[To be done]:
Put the stretch of the items below that opens with the line containing "instance: [(403, 872)]" and closes with the line containing "[(759, 295), (478, 93)]" into a JSON list of strings, one string per line and both end lines included. Leave out blank lines and every line outside that stretch.
[BEGIN]
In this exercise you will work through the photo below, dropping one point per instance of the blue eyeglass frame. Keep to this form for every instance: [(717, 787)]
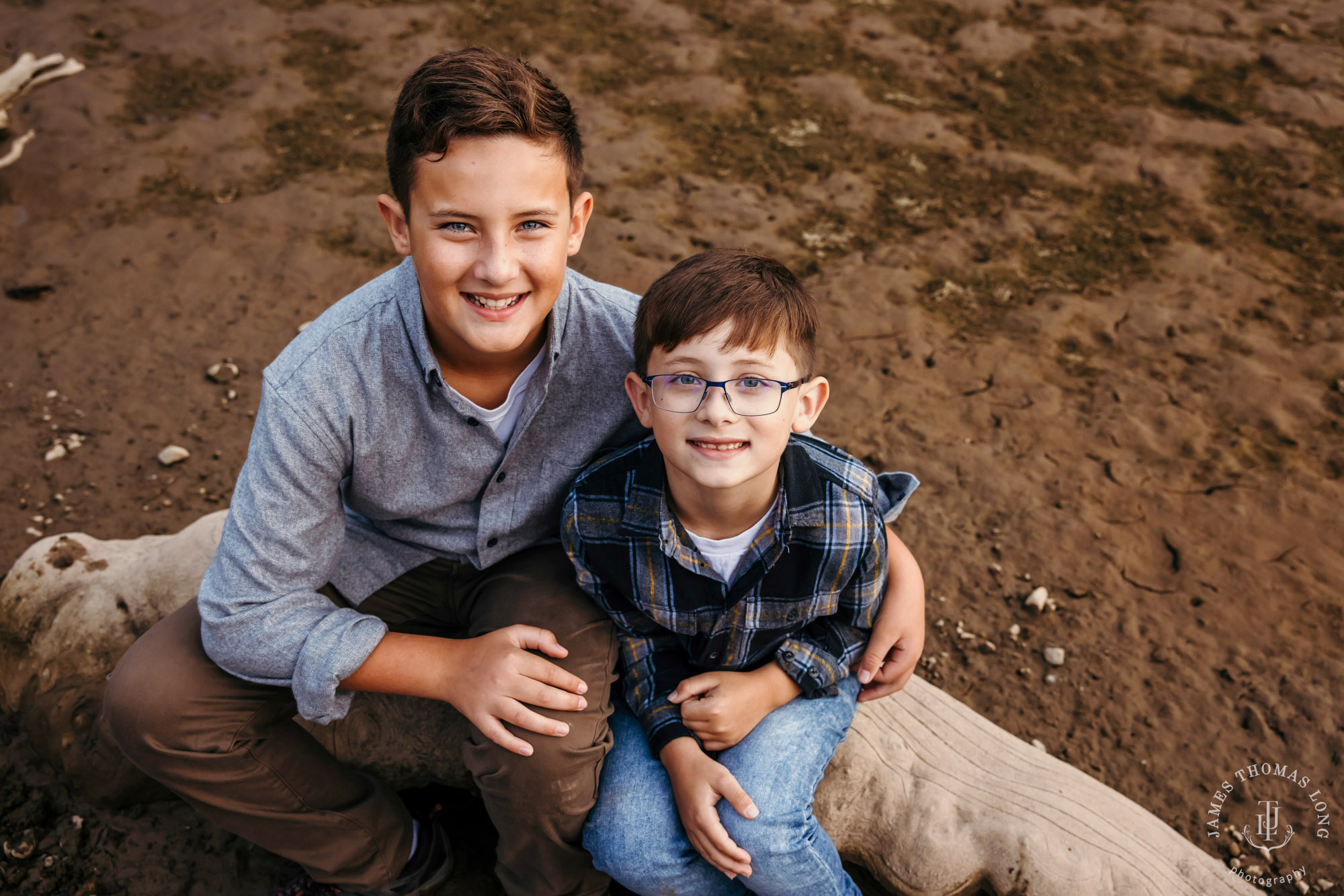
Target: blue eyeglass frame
[(724, 385)]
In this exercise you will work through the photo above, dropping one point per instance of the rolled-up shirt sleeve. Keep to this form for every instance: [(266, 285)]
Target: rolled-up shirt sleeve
[(263, 619)]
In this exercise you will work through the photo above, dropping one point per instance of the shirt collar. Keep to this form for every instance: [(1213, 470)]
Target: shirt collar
[(407, 287)]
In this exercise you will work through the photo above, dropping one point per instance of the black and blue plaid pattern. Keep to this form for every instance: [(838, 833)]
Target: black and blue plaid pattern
[(806, 596)]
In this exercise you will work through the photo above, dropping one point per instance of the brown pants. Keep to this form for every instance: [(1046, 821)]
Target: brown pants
[(233, 750)]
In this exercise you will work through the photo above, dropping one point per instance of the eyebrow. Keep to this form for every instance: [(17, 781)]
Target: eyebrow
[(751, 359), (532, 213)]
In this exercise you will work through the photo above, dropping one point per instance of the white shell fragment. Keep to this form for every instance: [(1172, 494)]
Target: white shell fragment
[(222, 373), (174, 455)]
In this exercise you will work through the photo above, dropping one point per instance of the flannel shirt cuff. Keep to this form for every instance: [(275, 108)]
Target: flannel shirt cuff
[(815, 672), (894, 490)]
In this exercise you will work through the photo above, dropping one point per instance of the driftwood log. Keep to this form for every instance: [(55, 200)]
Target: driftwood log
[(929, 796), (24, 76)]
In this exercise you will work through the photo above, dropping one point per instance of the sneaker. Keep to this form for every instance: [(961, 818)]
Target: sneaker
[(429, 870)]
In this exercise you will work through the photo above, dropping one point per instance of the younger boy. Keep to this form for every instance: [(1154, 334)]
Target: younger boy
[(743, 562)]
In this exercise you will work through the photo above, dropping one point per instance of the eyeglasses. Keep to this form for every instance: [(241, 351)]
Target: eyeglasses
[(747, 397)]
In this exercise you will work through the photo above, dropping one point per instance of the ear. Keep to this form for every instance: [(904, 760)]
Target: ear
[(640, 400), (812, 398), (396, 221), (579, 222)]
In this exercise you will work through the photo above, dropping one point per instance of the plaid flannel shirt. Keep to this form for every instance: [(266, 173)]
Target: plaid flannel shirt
[(806, 596)]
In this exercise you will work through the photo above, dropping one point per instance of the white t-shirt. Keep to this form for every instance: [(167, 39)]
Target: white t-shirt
[(505, 418), (725, 555)]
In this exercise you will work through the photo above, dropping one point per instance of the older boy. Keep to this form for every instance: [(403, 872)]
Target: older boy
[(743, 564), (394, 526)]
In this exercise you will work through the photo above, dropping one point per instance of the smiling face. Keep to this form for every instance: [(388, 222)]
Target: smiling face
[(491, 226), (713, 456)]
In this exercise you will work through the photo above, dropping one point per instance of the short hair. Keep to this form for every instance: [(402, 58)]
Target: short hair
[(759, 295), (478, 93)]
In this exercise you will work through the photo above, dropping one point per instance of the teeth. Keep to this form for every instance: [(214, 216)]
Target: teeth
[(495, 304)]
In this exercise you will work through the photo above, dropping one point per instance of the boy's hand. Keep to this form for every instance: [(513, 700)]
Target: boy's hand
[(489, 679), (698, 784), (724, 707), (897, 637), (495, 676)]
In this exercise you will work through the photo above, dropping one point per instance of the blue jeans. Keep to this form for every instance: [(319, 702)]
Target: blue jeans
[(635, 834)]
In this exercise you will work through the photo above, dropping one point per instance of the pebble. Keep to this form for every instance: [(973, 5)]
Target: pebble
[(222, 373), (174, 455)]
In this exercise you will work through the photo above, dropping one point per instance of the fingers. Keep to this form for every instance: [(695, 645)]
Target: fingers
[(525, 718), (491, 727), (872, 664), (713, 842), (549, 674), (534, 639), (729, 788), (694, 687)]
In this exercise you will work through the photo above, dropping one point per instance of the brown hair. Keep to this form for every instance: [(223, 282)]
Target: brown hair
[(478, 93), (760, 296)]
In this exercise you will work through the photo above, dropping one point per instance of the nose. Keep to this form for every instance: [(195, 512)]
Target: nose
[(498, 261)]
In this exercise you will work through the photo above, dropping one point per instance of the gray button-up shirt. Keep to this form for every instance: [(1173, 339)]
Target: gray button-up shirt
[(364, 465)]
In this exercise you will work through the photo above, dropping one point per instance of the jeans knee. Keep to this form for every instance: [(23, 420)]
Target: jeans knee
[(769, 835)]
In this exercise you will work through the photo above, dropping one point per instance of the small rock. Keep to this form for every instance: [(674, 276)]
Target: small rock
[(22, 850), (222, 373), (174, 455)]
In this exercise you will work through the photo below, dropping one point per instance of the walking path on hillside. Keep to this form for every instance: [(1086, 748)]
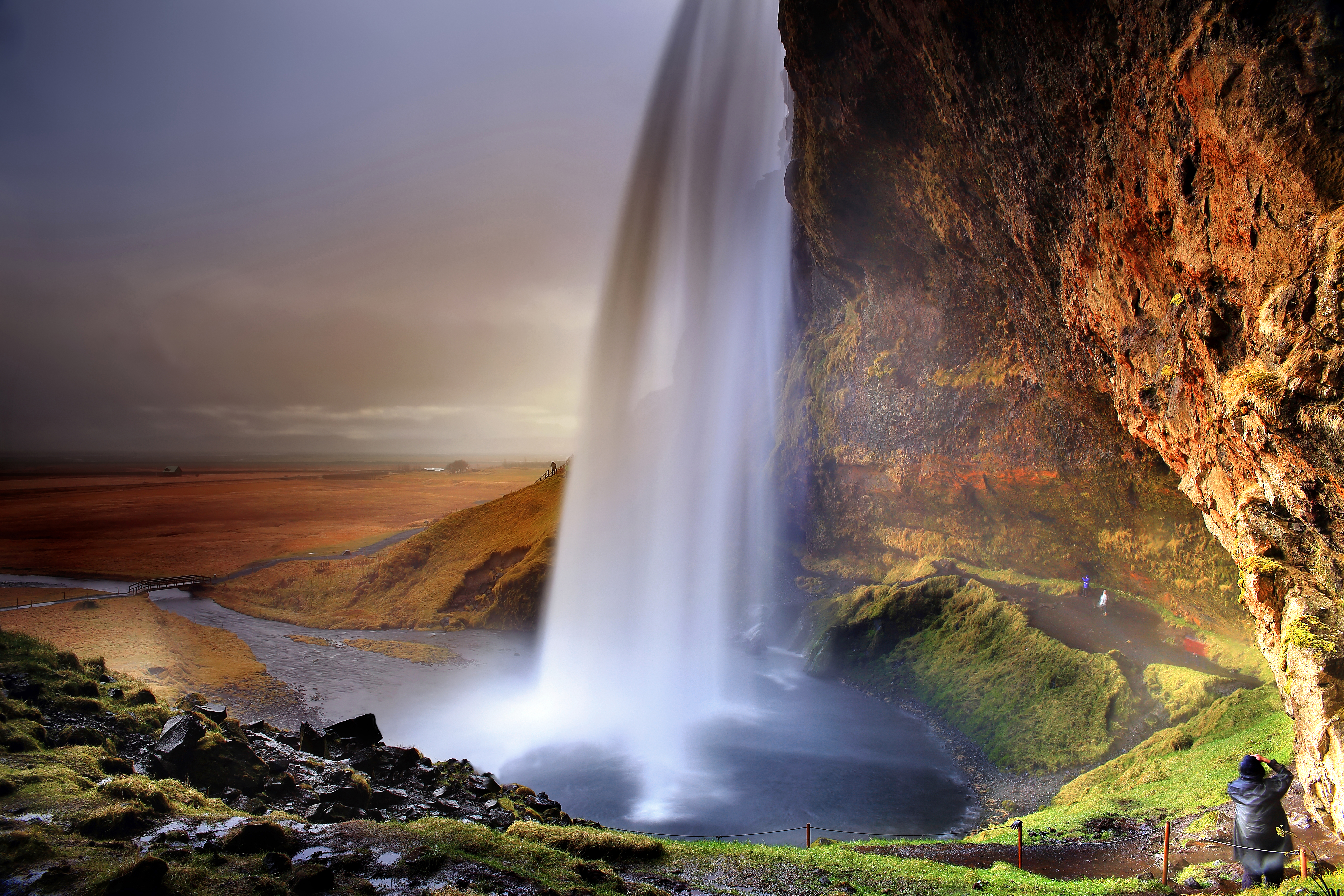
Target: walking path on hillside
[(1134, 855)]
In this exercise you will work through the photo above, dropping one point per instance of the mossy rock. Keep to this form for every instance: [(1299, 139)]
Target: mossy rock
[(217, 764), (588, 843), (1183, 692), (117, 820)]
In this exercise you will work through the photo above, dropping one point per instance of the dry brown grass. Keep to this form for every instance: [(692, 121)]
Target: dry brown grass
[(410, 651), (23, 596), (459, 570), (589, 843), (308, 639), (214, 526), (1256, 385), (134, 636)]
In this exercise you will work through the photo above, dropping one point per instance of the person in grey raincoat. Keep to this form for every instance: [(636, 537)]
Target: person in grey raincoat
[(1260, 835)]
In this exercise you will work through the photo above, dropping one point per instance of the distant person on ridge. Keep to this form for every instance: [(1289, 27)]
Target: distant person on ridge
[(1260, 835)]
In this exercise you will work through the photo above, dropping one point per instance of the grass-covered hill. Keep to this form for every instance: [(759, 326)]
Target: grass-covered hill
[(482, 567), (77, 819), (1031, 702), (1178, 772)]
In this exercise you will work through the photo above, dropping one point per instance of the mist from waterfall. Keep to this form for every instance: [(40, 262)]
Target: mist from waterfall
[(667, 518)]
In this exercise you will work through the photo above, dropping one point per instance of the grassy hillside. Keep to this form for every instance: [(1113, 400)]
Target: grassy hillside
[(483, 567), (74, 812), (174, 653), (1178, 772), (1027, 699)]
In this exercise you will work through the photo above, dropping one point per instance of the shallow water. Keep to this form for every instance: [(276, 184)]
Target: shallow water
[(800, 752)]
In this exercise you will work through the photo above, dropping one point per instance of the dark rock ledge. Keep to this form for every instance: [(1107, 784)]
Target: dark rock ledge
[(341, 773)]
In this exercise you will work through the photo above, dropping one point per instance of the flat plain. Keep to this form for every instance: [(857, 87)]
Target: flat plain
[(132, 524)]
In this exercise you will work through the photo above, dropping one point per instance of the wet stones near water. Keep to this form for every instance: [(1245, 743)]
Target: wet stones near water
[(217, 713), (361, 730), (146, 876), (181, 735)]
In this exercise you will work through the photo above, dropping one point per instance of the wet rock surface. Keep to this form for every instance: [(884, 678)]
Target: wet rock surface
[(1049, 251), (342, 773)]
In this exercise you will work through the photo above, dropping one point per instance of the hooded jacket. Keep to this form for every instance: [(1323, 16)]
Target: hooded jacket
[(1260, 816)]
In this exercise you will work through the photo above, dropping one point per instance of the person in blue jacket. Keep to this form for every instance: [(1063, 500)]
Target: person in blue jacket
[(1260, 833)]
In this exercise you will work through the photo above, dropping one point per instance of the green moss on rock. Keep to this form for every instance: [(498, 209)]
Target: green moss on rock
[(1027, 699), (1183, 692)]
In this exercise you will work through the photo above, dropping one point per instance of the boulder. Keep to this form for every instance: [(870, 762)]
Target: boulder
[(259, 838), (362, 730), (81, 737), (365, 761), (326, 813), (311, 878), (312, 741), (217, 713), (146, 876), (179, 737)]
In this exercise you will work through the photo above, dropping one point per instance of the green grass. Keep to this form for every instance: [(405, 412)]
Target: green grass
[(787, 871), (1031, 702), (1164, 778), (1183, 692)]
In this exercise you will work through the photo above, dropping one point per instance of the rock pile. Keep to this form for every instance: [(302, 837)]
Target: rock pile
[(341, 773)]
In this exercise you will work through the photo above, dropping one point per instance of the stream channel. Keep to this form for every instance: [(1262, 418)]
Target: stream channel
[(810, 752)]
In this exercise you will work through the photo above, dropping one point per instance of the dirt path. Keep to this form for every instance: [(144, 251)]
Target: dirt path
[(1136, 855)]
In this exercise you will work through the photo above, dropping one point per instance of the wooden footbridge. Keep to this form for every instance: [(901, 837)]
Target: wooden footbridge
[(171, 582)]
[END]
[Task result]:
[
  "In this exercise you will work through the photo above, dropping one point per instance of the older boy. Keep to this form for every instance: [(403, 872)]",
  "Target: older boy",
  "[(743, 564), (394, 526)]",
  "In this exercise you will work through the photo above, dropping one point per instance of the smiling face. Keep to this form for every instance: [(388, 222)]",
  "Target: smiling face",
  "[(491, 226), (713, 456)]",
  "In this exercise you will work through the photo above, dropping one point per instance of the short hair. Keep to this form for every instance: [(402, 58)]",
  "Target: short hair",
  "[(759, 295), (478, 93)]"
]